> [Dataset excerpts]

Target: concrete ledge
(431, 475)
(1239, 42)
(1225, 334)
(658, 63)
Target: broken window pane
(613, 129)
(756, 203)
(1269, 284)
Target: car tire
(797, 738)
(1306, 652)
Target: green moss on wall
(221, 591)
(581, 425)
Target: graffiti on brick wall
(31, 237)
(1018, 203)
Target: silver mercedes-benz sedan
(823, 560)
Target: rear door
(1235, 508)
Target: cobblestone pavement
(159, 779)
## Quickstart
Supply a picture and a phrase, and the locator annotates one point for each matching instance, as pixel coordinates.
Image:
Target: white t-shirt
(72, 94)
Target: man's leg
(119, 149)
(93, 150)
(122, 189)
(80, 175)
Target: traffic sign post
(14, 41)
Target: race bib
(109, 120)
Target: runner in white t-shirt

> [What you have to do]
Going from the line that has "Target: traffic sign post" through the last line of the entries, retype each line exactly as given and add nothing.

> [Response area]
Target: traffic sign post
(14, 41)
Target: race bib
(109, 120)
Target: runner in white t-shirt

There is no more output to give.